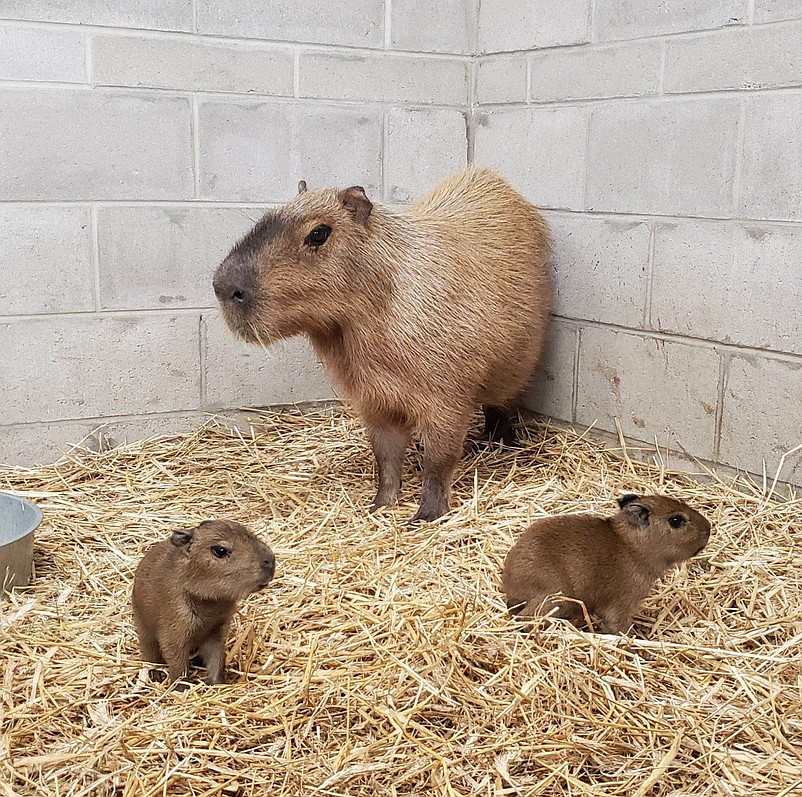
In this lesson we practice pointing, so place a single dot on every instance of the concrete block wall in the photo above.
(664, 141)
(139, 139)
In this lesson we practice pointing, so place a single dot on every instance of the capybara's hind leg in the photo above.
(388, 444)
(151, 652)
(441, 452)
(498, 426)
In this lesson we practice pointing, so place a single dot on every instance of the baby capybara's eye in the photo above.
(318, 236)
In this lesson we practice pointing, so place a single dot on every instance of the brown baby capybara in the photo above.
(187, 588)
(610, 564)
(420, 314)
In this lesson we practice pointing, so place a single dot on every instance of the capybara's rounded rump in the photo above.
(420, 313)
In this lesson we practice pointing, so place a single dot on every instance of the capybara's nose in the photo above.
(229, 285)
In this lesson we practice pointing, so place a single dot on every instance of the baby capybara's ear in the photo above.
(637, 514)
(182, 539)
(356, 202)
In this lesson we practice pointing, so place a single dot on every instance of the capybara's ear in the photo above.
(357, 202)
(182, 539)
(637, 515)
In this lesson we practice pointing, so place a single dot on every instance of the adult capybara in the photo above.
(186, 590)
(610, 564)
(421, 314)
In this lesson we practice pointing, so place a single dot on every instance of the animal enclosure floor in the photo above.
(381, 660)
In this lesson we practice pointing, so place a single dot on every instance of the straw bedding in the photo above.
(381, 660)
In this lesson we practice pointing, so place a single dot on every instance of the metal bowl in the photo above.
(19, 518)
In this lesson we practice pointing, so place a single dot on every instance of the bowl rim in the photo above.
(37, 512)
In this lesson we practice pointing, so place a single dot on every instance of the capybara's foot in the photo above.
(429, 511)
(157, 676)
(383, 498)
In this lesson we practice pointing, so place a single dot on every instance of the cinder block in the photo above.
(258, 151)
(46, 257)
(762, 415)
(42, 54)
(600, 268)
(390, 78)
(358, 23)
(663, 156)
(442, 27)
(552, 388)
(614, 19)
(775, 10)
(506, 25)
(540, 151)
(152, 257)
(739, 58)
(241, 375)
(88, 366)
(42, 443)
(191, 65)
(746, 287)
(57, 144)
(148, 14)
(656, 388)
(771, 178)
(423, 146)
(622, 70)
(501, 79)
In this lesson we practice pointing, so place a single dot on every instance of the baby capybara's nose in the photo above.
(229, 284)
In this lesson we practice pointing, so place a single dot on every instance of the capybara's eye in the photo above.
(318, 236)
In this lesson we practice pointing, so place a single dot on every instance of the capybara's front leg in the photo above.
(176, 654)
(389, 444)
(213, 652)
(441, 452)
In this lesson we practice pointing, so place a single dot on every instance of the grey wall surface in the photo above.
(664, 142)
(139, 139)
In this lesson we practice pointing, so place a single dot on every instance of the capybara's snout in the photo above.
(233, 282)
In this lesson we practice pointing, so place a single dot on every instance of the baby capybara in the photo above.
(187, 588)
(420, 314)
(610, 564)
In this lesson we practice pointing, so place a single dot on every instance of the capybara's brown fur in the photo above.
(610, 564)
(186, 590)
(421, 314)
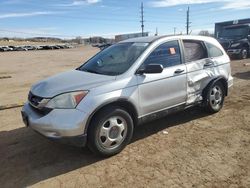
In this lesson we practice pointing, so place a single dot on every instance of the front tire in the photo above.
(110, 131)
(214, 97)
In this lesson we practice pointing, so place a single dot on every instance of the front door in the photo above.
(167, 89)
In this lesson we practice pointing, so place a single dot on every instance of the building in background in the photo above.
(122, 37)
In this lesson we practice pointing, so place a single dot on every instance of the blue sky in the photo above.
(71, 18)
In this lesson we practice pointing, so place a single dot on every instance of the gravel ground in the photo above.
(187, 149)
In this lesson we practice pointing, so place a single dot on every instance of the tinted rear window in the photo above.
(194, 50)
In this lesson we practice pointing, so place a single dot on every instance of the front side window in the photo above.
(114, 60)
(213, 51)
(167, 55)
(194, 50)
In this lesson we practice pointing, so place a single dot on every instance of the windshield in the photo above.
(234, 33)
(114, 60)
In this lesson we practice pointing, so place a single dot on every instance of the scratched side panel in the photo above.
(198, 77)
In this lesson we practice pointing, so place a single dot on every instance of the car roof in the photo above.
(152, 39)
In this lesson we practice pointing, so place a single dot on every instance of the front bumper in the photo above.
(64, 125)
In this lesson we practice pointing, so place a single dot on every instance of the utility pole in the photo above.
(188, 22)
(156, 32)
(142, 20)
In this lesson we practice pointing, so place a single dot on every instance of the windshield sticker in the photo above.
(172, 51)
(140, 44)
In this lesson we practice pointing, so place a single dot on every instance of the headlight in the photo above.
(66, 100)
(235, 44)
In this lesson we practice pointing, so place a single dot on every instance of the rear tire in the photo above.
(110, 131)
(214, 97)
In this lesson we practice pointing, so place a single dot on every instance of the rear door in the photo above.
(166, 89)
(200, 69)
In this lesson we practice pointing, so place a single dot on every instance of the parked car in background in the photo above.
(127, 84)
(234, 36)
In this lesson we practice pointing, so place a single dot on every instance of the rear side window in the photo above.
(167, 55)
(194, 50)
(213, 51)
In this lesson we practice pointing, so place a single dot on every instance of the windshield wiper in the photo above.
(90, 71)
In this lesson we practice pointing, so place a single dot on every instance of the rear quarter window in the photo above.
(213, 51)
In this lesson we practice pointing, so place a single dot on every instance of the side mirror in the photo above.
(151, 69)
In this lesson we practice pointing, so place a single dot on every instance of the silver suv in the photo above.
(127, 84)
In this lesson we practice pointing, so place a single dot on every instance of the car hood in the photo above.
(69, 81)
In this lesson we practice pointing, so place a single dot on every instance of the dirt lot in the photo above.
(200, 150)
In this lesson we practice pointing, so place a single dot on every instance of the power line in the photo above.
(188, 22)
(142, 19)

+===+

Short exercise:
Rewrite every line of the entries above, replacing "place a single dot" with "mark one point" and keeping everything else unchanged. Leave out the pictures.

Full answer:
In this lesson we practice pointing, so mark one point on every instance of the concrete block wall in the photo above.
(664, 141)
(139, 139)
In this lesson we practice pointing, so mark one point on every instance of the capybara's hind leg in the photo above.
(388, 444)
(151, 652)
(441, 452)
(498, 426)
In this lesson we practice pointing, so mark one point on every instance of the baby capybara's eye in the photo above.
(318, 236)
In this lesson we practice pointing, so mark one point on every instance of the brown baby capybara in the photo above.
(187, 588)
(610, 564)
(420, 314)
In this lesson we practice pointing, so mark one point on every instance of the capybara's rounded rump in the photo above.
(420, 313)
In this lesson we practice pointing, so mark one point on every instance of the capybara's nose in the photo above.
(229, 285)
In this lesson we practice pointing, so mark one point on every instance of the baby capybara's ear in the photo above.
(637, 514)
(182, 539)
(356, 202)
In this lesson we practice pointing, so mark one point on every instance of the capybara's ear in the photo above.
(357, 202)
(182, 539)
(637, 515)
In this lesson we practice pointing, so mark one point on every instance of the adult capybara in the photo above.
(186, 590)
(610, 564)
(421, 314)
In this lesson we practice pointing, so mark one point on every instance of the animal enclosure floor in the photo above.
(381, 660)
In this lesson we practice pointing, so mark one point on every instance of the straw bedding in the photo above.
(381, 660)
In this lesson we practice pointing, so mark one point on every instance of the metal bowl in the photo above.
(19, 518)
In this lesson we practice pointing, so mark one point on every instance of the bowl rim in the photo above.
(37, 512)
In this lesson we practice pointing, so mark one point on every instance of the capybara's foot in the photo above.
(429, 511)
(157, 676)
(383, 498)
In this lesson we practice pointing, so mark one point on every instance of the cinder block in the photo above.
(258, 151)
(46, 257)
(762, 415)
(42, 54)
(600, 268)
(390, 78)
(358, 23)
(663, 156)
(442, 27)
(552, 388)
(614, 19)
(775, 10)
(506, 25)
(540, 151)
(152, 257)
(739, 58)
(241, 375)
(88, 366)
(42, 443)
(191, 65)
(746, 287)
(57, 144)
(148, 14)
(656, 388)
(771, 178)
(423, 146)
(622, 70)
(501, 79)
In this lesson we practice pointing, so mark one point on every instance of the baby capybara's nose in the photo above.
(229, 284)
In this lesson we practice pointing, so mark one point on every instance of the capybara's eye in the photo above.
(318, 236)
In this lesson we practice pointing, so mark one point on every instance of the capybara's front leg in the photo above.
(176, 654)
(389, 444)
(213, 652)
(441, 452)
In this lesson we practice pointing, so mark one point on every instance of the grey wall surface in the photo above.
(664, 142)
(139, 139)
In this lesson we practice pointing, so mark one point on every instance of the capybara's snout in the photo above.
(233, 282)
In this lesson we practice pointing, so mark one point on every instance of the baby capybara in the photo above.
(187, 588)
(420, 314)
(610, 564)
In this lesson we practice pointing, so mark one point on every instance of the capybara's brown fur in the photo above.
(610, 564)
(186, 590)
(421, 314)
In this lesson we practice pointing, so mark one point on every instance of the front tire in the photo above.
(110, 131)
(214, 97)
In this lesson we practice pointing, so mark one point on every instance of the front door in the photo above.
(167, 89)
In this lesson we practice pointing, so mark one point on every instance of the building in background in the photo above.
(122, 37)
In this lesson we practice pointing, so mark one point on every instance of the blue sky in the photo above.
(71, 18)
In this lesson we practice pointing, so mark one point on every instance of the gravel ground in the photo above.
(187, 149)
In this lesson we practice pointing, so mark one point on every instance of the tinted rear window in the photo above.
(194, 50)
In this lesson we practice pointing, so mark one point on every instance of the front side window in the photo above.
(114, 60)
(213, 51)
(167, 55)
(194, 50)
In this lesson we practice pointing, so mark one point on every instance of the windshield in the photo above.
(234, 33)
(114, 60)
In this lesson we practice pointing, so mark one point on every instance of the scratched side panel in the photo above.
(198, 77)
In this lesson we practice pointing, so mark one point on every instance of the car roof in the photo above.
(152, 39)
In this lesson we practice pointing, so mark one point on every instance of the front bumper in the photo above.
(64, 125)
In this lesson we practice pointing, so mark one point on every instance of the utility pole in the photo above.
(188, 22)
(156, 32)
(142, 20)
In this lesson we practice pointing, so mark one point on every instance of the windshield sticker in the photo above.
(172, 51)
(140, 44)
In this lesson we practice pointing, so mark one point on every instance of the headlight in the photo above.
(66, 100)
(235, 44)
In this lesson we practice pointing, so mark one point on every instance of the rear tire in the photo above.
(110, 131)
(214, 97)
In this lesson we practice pointing, so mark one point on every instance of the rear door in the photo above.
(166, 89)
(200, 69)
In this lesson we practice pointing, so mark one point on every instance of the parked car in background in the photo above.
(127, 84)
(234, 36)
In this lesson we practice pointing, so mark one point on every instance of the rear side window in the photo above.
(167, 55)
(194, 50)
(213, 51)
In this lesson we practice pointing, so mark one point on every instance of the windshield wiper in the photo above.
(90, 71)
In this lesson we practice pointing, so mark one point on every instance of the rear quarter window in the photo above.
(213, 51)
In this lesson we practice pointing, so mark one point on every instance of the side mirror in the photo above.
(151, 69)
In this lesson we practice pointing, so mark one point on every instance of the silver suv in the photo above.
(127, 84)
In this lesson we practice pointing, so mark one point on every instance of the car hood in the photo above.
(69, 81)
In this lesson we practice pointing, so mark one point on every instance of the dirt lot in the photo above.
(200, 150)
In this lesson we practice pointing, so mark one point on every instance of the power line in the photo above.
(188, 22)
(142, 19)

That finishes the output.